> **CONSIGNE 1**:
Recopiez à l'identique toutes les lignes des enregistrements, du premier au dernier, en laissant de côté les images.
------------------------------------
Par ailleurs, j’envisage de vulgariser l’histoire de la gendarmerie pour le grand public à travers une chaîne YouTube, ou bien encore m’intéresser à l’histoire de la Maréchaussée sous l’Ancien Régime, en étudiant principalement le maillage territorial des brigades, le tout sous forme cartographique. J’ai également d’autres projets liés aux humanités numériques en tête, mais il me faudra sans doute quelques nouveaux partenariats pour qu’ils voient le jour et que je puisse en parler.
Vous venez de réussir avec brio l’épreuve reine pour un chercheur : la thèse de doctorat. Quel(s) conseil(s) pourriez-vous donner aux jeunes chercheurs qui souhaitent se lancer dans une thèse ? Et plus particulièrement ceux qui aimeraient s’intéresser à la recherche sur le jeu et ses enjeux, que ce soit hier ou aujourd’hui ?
Une thèse de doctorat est à mon sens un défi. Si l’on me permet la métaphore, il s’agit pour moi d’un véritable parcours du combattant, qui exige un dévouement sans faille. Et pour le mener à bien, mieux vaut être bien “armé”. Et la première des armes est sans doute la passion de son sujet. Car, comme le dit un proverbe français, “la passion conduit bien plus loin qu’on ne pense.”
------------------------------------
> **CONSIGNE 2**:
Dans la source, relevez dans l'ordre tous les mots qui portent une majuscule initiale sans se trouver en début de phrase.

Entrées de segmentation d'images
------------------------------------
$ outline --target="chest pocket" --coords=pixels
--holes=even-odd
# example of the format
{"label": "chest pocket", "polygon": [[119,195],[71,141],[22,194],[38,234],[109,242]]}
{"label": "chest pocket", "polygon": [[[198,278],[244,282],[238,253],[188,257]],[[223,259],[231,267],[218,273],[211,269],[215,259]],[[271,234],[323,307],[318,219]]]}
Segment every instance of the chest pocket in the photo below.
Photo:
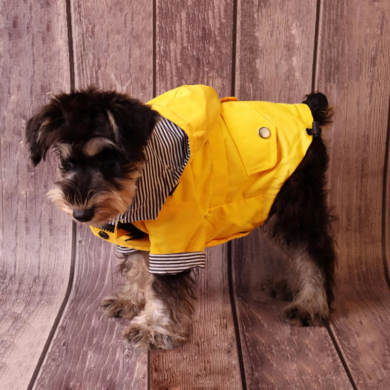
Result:
{"label": "chest pocket", "polygon": [[276,129],[272,122],[245,104],[229,108],[221,115],[248,176],[275,166]]}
------------------------------------
> **RÉPONSE RÉDIGÉE 1**:
$ outline --target="chest pocket" --coords=pixels
--holes=even-odd
# example of the format
{"label": "chest pocket", "polygon": [[119,195],[71,141],[22,194],[38,234],[109,242]]}
{"label": "chest pocket", "polygon": [[[198,278],[244,282],[238,253],[188,257]],[[223,259],[231,267],[218,273],[211,269],[215,259]],[[271,234],[323,307],[318,219]]]}
Segment every instance of the chest pocket in the photo below.
Photo:
Result:
{"label": "chest pocket", "polygon": [[276,129],[272,122],[245,104],[229,108],[221,115],[248,176],[275,166]]}

> **RÉPONSE RÉDIGÉE 2**:
YouTube, Maréchaussée, Ancien, Régime